Copy out, unchanged, the entries below from the "Place one keypoint on each instance of the bare branched" line to the final line. Omit pictures.

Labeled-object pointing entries
━━━

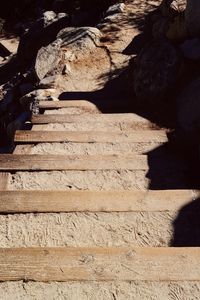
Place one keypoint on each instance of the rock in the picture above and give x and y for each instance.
(115, 9)
(42, 33)
(82, 38)
(177, 30)
(4, 52)
(25, 88)
(28, 101)
(172, 7)
(47, 59)
(66, 69)
(188, 113)
(160, 27)
(191, 49)
(192, 17)
(155, 71)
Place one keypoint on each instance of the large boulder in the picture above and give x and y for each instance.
(47, 59)
(192, 17)
(188, 113)
(171, 7)
(42, 33)
(81, 38)
(155, 71)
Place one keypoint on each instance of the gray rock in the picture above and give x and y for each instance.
(168, 7)
(25, 88)
(41, 34)
(191, 49)
(115, 9)
(47, 59)
(188, 113)
(155, 71)
(81, 38)
(29, 100)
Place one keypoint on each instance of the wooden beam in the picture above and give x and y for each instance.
(137, 136)
(94, 201)
(4, 181)
(66, 104)
(107, 118)
(100, 264)
(14, 162)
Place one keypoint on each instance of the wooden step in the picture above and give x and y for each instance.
(94, 201)
(36, 162)
(17, 162)
(67, 118)
(136, 136)
(99, 264)
(66, 104)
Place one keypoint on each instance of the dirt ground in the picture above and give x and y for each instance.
(94, 229)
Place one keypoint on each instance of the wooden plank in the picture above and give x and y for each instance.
(66, 104)
(100, 264)
(14, 162)
(94, 201)
(136, 136)
(23, 149)
(4, 181)
(108, 118)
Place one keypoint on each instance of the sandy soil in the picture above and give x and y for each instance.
(94, 229)
(86, 229)
(101, 291)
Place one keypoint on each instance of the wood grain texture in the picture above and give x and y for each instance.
(89, 201)
(14, 162)
(4, 181)
(66, 104)
(99, 264)
(107, 118)
(138, 136)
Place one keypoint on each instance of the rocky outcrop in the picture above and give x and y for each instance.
(41, 34)
(192, 17)
(188, 113)
(155, 71)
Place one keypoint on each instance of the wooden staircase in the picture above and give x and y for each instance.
(119, 260)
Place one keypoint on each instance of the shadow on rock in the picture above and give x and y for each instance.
(187, 226)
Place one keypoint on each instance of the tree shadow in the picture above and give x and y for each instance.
(187, 226)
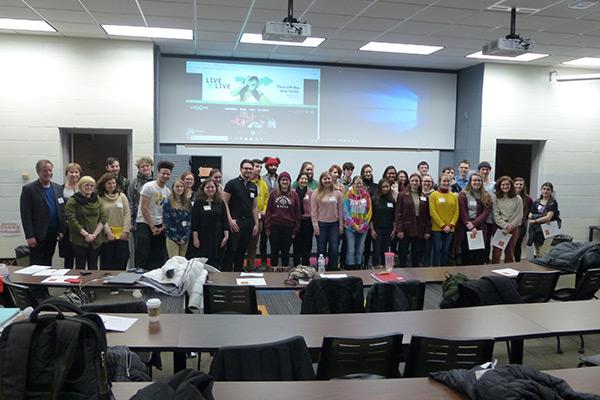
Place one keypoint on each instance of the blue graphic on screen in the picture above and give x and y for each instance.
(397, 108)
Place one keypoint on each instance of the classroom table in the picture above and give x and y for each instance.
(580, 379)
(514, 322)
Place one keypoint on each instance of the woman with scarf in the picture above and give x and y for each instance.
(115, 249)
(86, 218)
(304, 237)
(357, 217)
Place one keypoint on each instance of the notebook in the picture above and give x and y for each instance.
(123, 278)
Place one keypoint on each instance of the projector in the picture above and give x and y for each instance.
(286, 31)
(508, 47)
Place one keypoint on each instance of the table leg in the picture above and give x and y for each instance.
(516, 351)
(179, 361)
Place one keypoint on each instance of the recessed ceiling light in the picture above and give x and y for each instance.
(400, 48)
(256, 38)
(149, 32)
(25, 25)
(523, 57)
(587, 61)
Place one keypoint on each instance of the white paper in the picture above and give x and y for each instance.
(32, 269)
(118, 324)
(550, 229)
(475, 240)
(500, 240)
(51, 272)
(334, 276)
(251, 282)
(59, 279)
(506, 272)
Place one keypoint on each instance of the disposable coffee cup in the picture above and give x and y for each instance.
(389, 261)
(153, 306)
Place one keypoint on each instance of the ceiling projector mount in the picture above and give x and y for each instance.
(512, 45)
(289, 30)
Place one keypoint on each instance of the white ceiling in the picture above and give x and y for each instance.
(461, 26)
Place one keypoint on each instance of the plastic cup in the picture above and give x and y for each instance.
(389, 261)
(153, 306)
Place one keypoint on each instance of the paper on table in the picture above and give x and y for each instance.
(251, 281)
(500, 240)
(334, 276)
(475, 240)
(32, 269)
(550, 229)
(506, 272)
(119, 324)
(59, 279)
(51, 272)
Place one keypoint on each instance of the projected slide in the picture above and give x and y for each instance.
(254, 104)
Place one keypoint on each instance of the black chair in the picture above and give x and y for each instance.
(585, 289)
(537, 287)
(26, 296)
(396, 296)
(333, 296)
(230, 300)
(285, 360)
(360, 357)
(437, 354)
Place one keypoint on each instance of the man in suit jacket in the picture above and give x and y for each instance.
(42, 214)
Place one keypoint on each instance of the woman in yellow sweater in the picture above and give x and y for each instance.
(443, 208)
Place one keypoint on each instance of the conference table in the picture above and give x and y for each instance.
(276, 280)
(580, 379)
(514, 322)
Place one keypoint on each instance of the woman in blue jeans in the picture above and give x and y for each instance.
(357, 217)
(326, 215)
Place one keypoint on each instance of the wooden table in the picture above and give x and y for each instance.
(580, 379)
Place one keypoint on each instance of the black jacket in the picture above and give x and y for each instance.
(510, 382)
(34, 211)
(396, 296)
(333, 296)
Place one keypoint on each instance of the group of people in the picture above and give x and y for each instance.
(423, 222)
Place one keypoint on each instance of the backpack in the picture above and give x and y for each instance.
(54, 356)
(450, 288)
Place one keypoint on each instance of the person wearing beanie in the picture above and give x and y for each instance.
(270, 178)
(282, 220)
(86, 218)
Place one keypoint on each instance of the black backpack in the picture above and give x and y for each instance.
(54, 356)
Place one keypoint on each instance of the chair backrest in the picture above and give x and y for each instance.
(587, 287)
(438, 354)
(22, 296)
(230, 300)
(341, 357)
(396, 296)
(537, 287)
(333, 296)
(285, 360)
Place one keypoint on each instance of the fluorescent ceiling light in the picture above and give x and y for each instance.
(25, 25)
(588, 61)
(256, 38)
(523, 57)
(400, 48)
(144, 31)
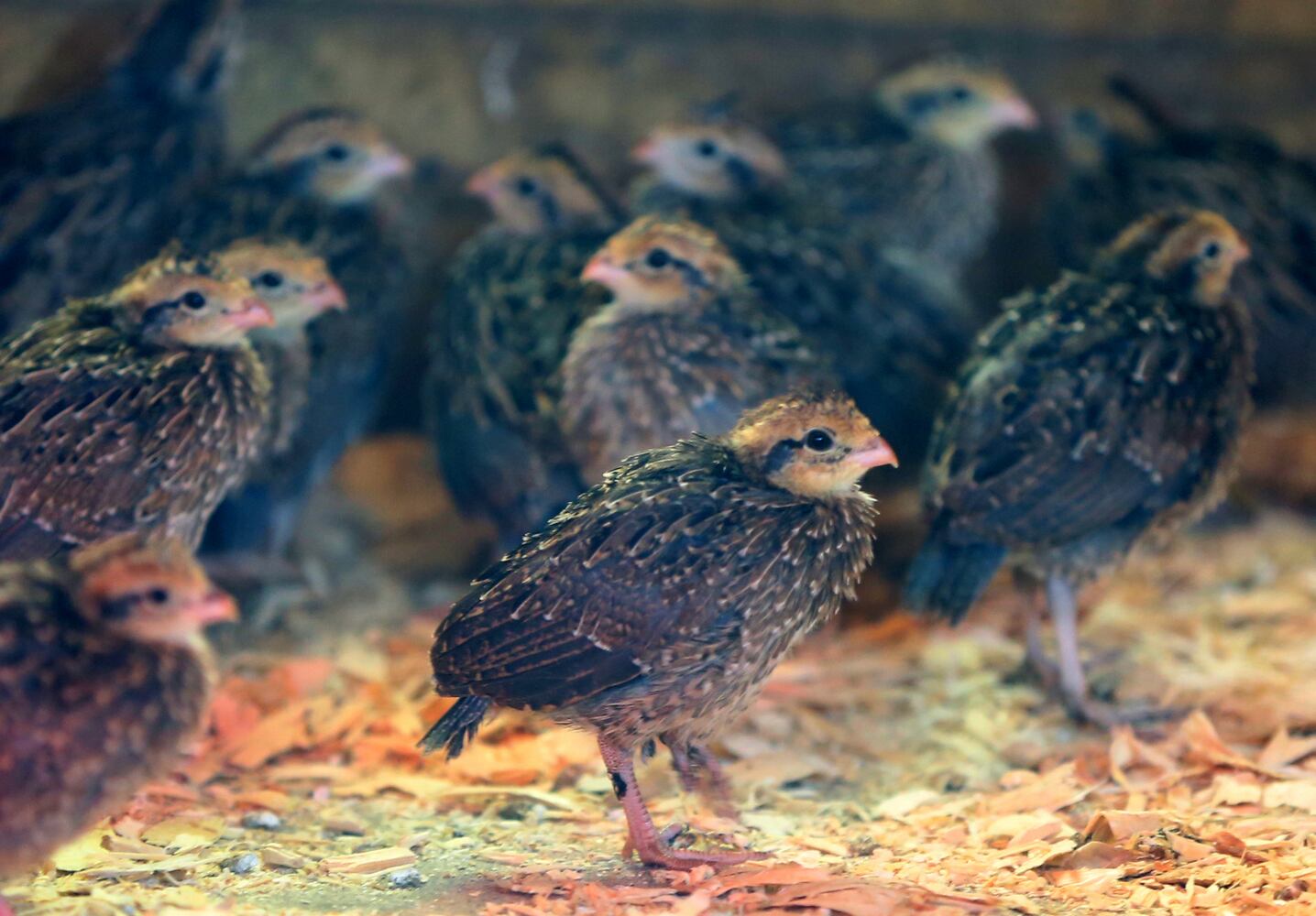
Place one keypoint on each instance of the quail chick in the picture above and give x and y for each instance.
(1269, 195)
(298, 289)
(130, 412)
(317, 180)
(685, 346)
(914, 166)
(893, 322)
(103, 675)
(1090, 418)
(86, 184)
(654, 605)
(513, 298)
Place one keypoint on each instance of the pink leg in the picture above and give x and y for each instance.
(645, 840)
(700, 771)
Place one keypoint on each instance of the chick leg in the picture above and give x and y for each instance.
(700, 771)
(645, 838)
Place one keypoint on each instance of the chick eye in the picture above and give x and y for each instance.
(658, 258)
(817, 440)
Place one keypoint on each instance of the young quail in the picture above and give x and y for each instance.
(130, 412)
(914, 166)
(103, 675)
(298, 289)
(86, 184)
(685, 346)
(1269, 195)
(513, 299)
(1091, 416)
(894, 325)
(317, 178)
(655, 605)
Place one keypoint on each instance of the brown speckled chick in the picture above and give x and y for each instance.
(914, 165)
(1091, 415)
(130, 412)
(103, 674)
(655, 605)
(685, 346)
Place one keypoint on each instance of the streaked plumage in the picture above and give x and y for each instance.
(912, 168)
(103, 677)
(130, 412)
(685, 346)
(890, 320)
(316, 180)
(86, 184)
(654, 605)
(1090, 416)
(515, 295)
(1269, 195)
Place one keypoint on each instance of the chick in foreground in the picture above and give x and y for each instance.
(86, 184)
(1091, 416)
(657, 603)
(513, 299)
(914, 163)
(685, 346)
(130, 412)
(1240, 172)
(319, 178)
(895, 327)
(299, 289)
(103, 675)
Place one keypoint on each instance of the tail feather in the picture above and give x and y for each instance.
(455, 726)
(947, 579)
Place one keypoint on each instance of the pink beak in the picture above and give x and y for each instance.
(601, 270)
(254, 313)
(328, 298)
(214, 608)
(875, 453)
(1014, 112)
(643, 151)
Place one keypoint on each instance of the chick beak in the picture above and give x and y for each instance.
(645, 151)
(328, 296)
(601, 270)
(874, 453)
(1014, 112)
(251, 313)
(214, 608)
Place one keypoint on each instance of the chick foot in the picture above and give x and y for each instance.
(643, 840)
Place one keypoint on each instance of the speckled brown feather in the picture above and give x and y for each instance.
(86, 714)
(103, 433)
(86, 186)
(660, 599)
(1091, 415)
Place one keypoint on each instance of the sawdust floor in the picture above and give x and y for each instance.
(890, 768)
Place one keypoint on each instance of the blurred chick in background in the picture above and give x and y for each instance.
(87, 184)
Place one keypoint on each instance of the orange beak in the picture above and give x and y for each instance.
(1014, 112)
(875, 453)
(253, 313)
(601, 270)
(214, 608)
(643, 151)
(328, 298)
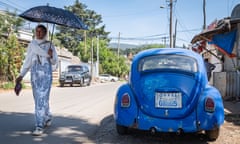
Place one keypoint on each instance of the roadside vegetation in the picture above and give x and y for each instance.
(82, 43)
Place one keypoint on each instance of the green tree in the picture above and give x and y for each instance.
(10, 50)
(70, 38)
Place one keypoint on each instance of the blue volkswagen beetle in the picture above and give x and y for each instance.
(168, 91)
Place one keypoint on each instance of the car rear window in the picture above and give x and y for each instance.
(175, 62)
(74, 68)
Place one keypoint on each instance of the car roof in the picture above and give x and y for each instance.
(156, 51)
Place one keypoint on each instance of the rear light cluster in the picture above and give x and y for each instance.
(125, 101)
(209, 104)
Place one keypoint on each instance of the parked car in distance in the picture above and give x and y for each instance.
(107, 78)
(76, 74)
(168, 91)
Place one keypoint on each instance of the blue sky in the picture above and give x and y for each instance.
(143, 21)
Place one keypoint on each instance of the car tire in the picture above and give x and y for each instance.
(122, 130)
(213, 133)
(81, 82)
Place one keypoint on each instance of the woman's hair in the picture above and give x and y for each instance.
(42, 27)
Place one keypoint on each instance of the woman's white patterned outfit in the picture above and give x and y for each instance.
(40, 64)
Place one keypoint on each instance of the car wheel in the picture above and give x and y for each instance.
(213, 134)
(122, 130)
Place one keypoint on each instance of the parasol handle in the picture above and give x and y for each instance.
(52, 36)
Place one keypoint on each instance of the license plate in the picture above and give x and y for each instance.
(168, 100)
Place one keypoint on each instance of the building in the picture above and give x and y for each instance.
(220, 43)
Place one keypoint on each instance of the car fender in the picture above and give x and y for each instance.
(210, 120)
(125, 116)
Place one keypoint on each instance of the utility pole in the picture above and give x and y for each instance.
(175, 35)
(97, 66)
(170, 27)
(118, 44)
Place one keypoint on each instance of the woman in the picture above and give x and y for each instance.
(41, 55)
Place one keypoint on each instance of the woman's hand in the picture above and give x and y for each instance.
(50, 52)
(19, 79)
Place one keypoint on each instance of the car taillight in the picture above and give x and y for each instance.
(125, 101)
(209, 104)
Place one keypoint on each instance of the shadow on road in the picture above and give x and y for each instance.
(107, 134)
(16, 128)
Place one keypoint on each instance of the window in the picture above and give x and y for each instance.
(174, 62)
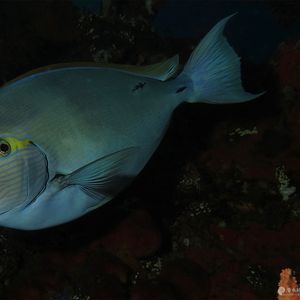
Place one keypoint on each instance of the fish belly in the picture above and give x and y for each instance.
(77, 115)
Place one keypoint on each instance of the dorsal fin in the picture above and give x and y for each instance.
(160, 71)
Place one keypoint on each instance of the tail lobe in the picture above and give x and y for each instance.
(213, 70)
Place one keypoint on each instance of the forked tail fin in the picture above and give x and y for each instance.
(212, 73)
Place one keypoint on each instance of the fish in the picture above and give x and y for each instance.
(73, 136)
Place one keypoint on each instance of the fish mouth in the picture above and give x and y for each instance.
(23, 177)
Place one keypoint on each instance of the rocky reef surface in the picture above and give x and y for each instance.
(216, 216)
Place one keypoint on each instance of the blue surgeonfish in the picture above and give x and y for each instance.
(73, 136)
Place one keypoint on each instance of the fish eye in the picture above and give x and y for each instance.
(4, 148)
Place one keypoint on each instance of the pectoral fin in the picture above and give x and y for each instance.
(104, 176)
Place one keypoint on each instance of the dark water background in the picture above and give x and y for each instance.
(206, 219)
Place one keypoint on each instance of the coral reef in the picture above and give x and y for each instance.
(216, 216)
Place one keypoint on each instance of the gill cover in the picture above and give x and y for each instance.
(23, 173)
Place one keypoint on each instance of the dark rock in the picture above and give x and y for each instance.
(136, 236)
(147, 290)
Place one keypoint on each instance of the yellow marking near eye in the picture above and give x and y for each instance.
(16, 144)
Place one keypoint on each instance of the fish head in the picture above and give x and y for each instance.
(23, 173)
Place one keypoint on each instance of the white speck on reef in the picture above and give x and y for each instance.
(284, 187)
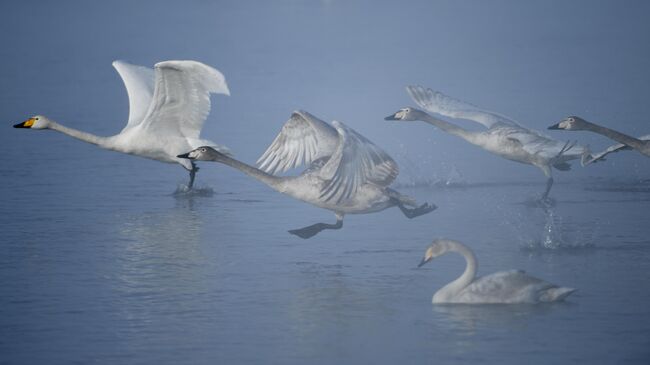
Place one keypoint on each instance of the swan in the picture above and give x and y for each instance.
(167, 109)
(573, 123)
(507, 287)
(348, 174)
(504, 137)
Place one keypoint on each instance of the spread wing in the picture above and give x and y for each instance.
(181, 98)
(356, 161)
(139, 83)
(600, 156)
(439, 103)
(302, 140)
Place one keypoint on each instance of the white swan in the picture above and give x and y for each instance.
(166, 112)
(573, 123)
(348, 174)
(513, 286)
(503, 137)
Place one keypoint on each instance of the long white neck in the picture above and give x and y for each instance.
(450, 290)
(83, 136)
(635, 143)
(448, 127)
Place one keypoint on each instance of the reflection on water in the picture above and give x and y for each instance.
(159, 264)
(471, 317)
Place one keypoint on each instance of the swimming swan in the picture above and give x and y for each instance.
(348, 174)
(573, 123)
(505, 287)
(166, 112)
(503, 137)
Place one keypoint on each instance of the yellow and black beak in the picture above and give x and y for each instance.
(26, 124)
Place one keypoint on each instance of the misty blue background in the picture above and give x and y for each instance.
(101, 264)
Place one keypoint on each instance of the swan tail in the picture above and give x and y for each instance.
(404, 199)
(587, 157)
(562, 166)
(555, 294)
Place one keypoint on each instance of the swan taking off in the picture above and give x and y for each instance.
(505, 287)
(167, 109)
(348, 174)
(504, 137)
(641, 144)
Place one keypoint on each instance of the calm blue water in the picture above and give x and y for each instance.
(100, 263)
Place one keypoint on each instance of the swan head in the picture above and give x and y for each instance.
(571, 123)
(35, 122)
(436, 249)
(204, 153)
(405, 114)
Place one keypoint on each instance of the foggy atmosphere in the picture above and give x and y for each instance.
(414, 108)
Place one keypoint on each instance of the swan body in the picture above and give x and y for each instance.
(347, 173)
(573, 123)
(506, 287)
(167, 109)
(503, 136)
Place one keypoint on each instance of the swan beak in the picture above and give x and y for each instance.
(26, 124)
(424, 261)
(185, 155)
(391, 117)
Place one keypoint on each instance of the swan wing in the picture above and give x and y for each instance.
(439, 103)
(139, 84)
(302, 140)
(356, 161)
(600, 156)
(537, 143)
(514, 286)
(181, 98)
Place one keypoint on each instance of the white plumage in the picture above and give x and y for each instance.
(503, 136)
(505, 287)
(167, 109)
(347, 173)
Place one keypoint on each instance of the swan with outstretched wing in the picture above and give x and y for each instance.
(346, 173)
(167, 109)
(503, 136)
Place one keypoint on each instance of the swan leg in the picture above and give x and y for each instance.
(416, 212)
(192, 175)
(549, 184)
(314, 229)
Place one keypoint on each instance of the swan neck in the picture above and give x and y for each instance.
(468, 275)
(83, 136)
(268, 179)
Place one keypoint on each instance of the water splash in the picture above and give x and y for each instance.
(183, 191)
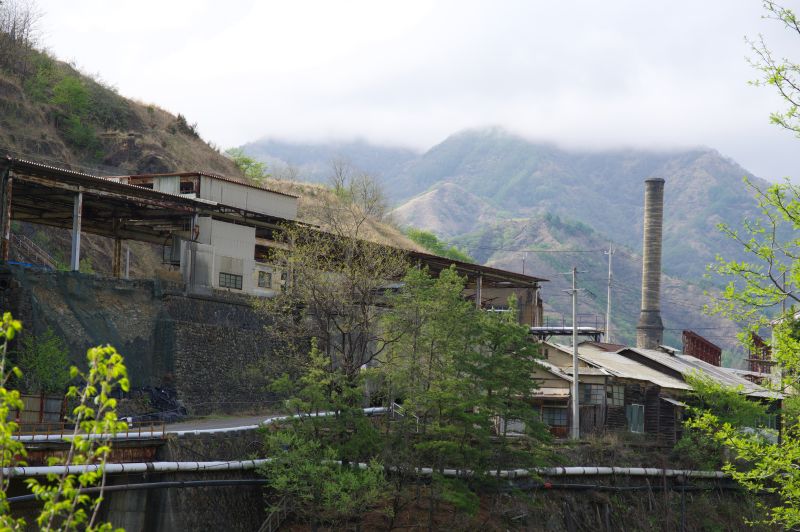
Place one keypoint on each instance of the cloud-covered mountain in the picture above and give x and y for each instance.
(497, 194)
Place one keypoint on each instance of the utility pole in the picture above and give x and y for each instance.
(576, 433)
(607, 335)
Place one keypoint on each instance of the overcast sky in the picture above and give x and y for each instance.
(665, 74)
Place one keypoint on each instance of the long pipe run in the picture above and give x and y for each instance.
(180, 433)
(215, 466)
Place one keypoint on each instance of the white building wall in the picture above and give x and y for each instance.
(248, 198)
(233, 250)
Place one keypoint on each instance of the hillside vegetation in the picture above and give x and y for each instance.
(495, 195)
(51, 112)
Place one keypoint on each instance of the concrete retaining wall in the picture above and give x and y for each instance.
(214, 350)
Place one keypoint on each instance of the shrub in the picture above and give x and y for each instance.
(43, 360)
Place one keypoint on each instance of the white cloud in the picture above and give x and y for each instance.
(582, 73)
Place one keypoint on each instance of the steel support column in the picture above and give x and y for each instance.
(116, 261)
(77, 212)
(5, 223)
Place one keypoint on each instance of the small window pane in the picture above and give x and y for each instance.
(635, 415)
(554, 416)
(265, 279)
(229, 280)
(615, 395)
(591, 394)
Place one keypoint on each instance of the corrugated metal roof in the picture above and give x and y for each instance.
(236, 180)
(559, 393)
(688, 365)
(625, 368)
(555, 370)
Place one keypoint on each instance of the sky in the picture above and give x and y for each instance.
(581, 74)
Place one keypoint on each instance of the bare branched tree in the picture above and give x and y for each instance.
(359, 198)
(335, 292)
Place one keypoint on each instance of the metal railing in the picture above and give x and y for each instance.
(28, 248)
(398, 410)
(141, 429)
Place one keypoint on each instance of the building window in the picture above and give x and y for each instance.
(615, 395)
(265, 279)
(554, 416)
(229, 280)
(635, 415)
(592, 394)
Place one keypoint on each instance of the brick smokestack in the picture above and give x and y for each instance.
(650, 329)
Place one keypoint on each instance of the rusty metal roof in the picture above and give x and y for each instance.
(236, 180)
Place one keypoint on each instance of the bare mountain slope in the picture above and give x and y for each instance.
(447, 210)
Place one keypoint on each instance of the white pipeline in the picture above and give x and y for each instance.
(202, 467)
(179, 433)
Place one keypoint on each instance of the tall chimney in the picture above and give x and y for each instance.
(650, 329)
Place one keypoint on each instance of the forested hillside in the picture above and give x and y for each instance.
(496, 195)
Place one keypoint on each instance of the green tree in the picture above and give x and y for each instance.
(42, 360)
(463, 380)
(757, 290)
(64, 506)
(252, 169)
(431, 242)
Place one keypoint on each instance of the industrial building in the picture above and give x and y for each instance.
(216, 231)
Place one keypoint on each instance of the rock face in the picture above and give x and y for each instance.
(214, 352)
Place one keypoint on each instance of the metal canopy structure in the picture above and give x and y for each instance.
(48, 195)
(490, 277)
(111, 207)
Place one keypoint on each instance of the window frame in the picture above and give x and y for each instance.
(231, 280)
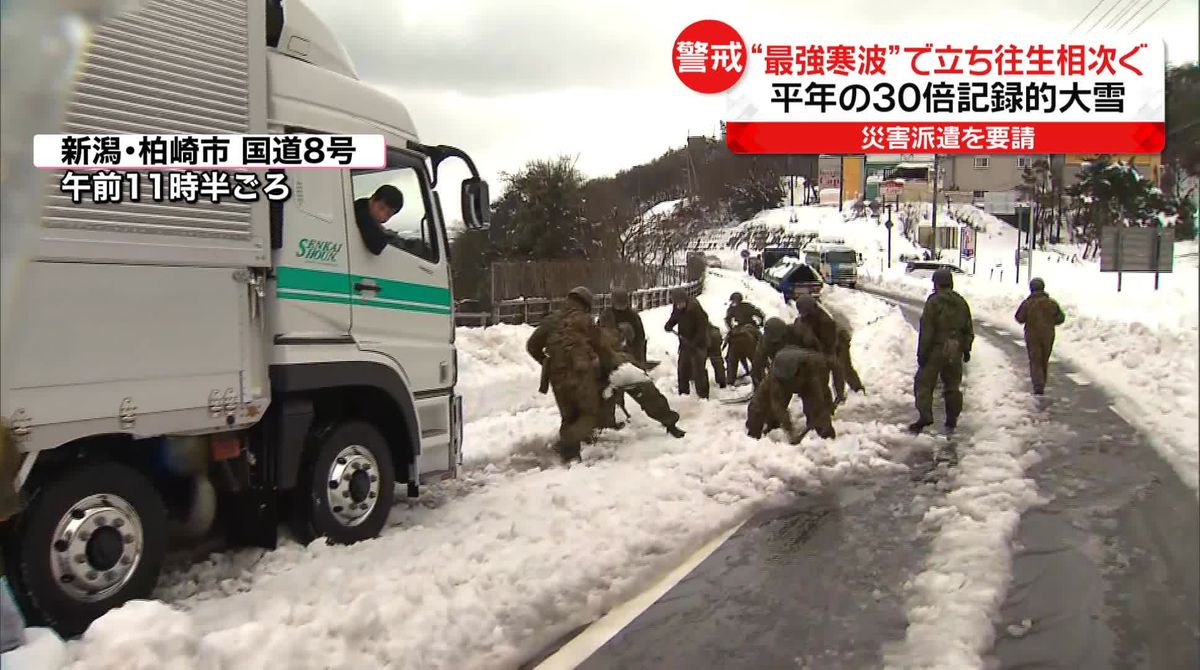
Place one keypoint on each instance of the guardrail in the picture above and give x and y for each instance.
(533, 310)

━━━

*FULL SOLUTION:*
Place one keypoint on each instance of the bare branched tree in the picture above and give x and y for each instance.
(359, 198)
(335, 292)
Place one keypoint on each instance of the metal railing in the picture above and give x and y for each instance.
(28, 248)
(398, 410)
(141, 429)
Place one keypoint on each instance of the building window in the picture above and give x and y for each instance.
(615, 395)
(265, 279)
(554, 416)
(229, 280)
(635, 415)
(592, 394)
Place one keypoint on each instance of the brick smokestack in the picture above and give x and y for each instance.
(650, 329)
Place one keypoint on each instance of the rusty metal roof in the picture above and give x and y for each instance.
(236, 180)
Place one keypoint on each instance of the bare mountain slope in the picture above and give x and y for each instance.
(447, 210)
Place one keypoint on each instance of the white pipeline in the picture above and give x and y for each instance.
(202, 467)
(179, 433)
Place one keypoint on each instance of the tall chimney in the picture above and give x and y for each instance.
(650, 329)
Place one keypoint on each instance of the forested hillside in the picture above and give x and y for each instance.
(496, 195)
Place one keypoint on each instance of the green tree in the picture above and give x and y for each instance.
(42, 360)
(463, 380)
(757, 290)
(64, 506)
(252, 169)
(431, 242)
Place one keypoint on each instance of the industrial building in the picture above and give x and y for each instance.
(216, 231)
Place one keypoint on each instance of the rock face in the picture above and give x and y for each instance.
(214, 352)
Place one keypoint on each instance of the metal canopy structure in the picture above and give x and y for each instance.
(48, 195)
(490, 277)
(111, 207)
Place one keypoint on each instance of the window frame in the picture above and give x and y for each instance.
(231, 280)
Place one keypoint on each instance of the guardrail in the picture above and give x and y for each instance.
(533, 310)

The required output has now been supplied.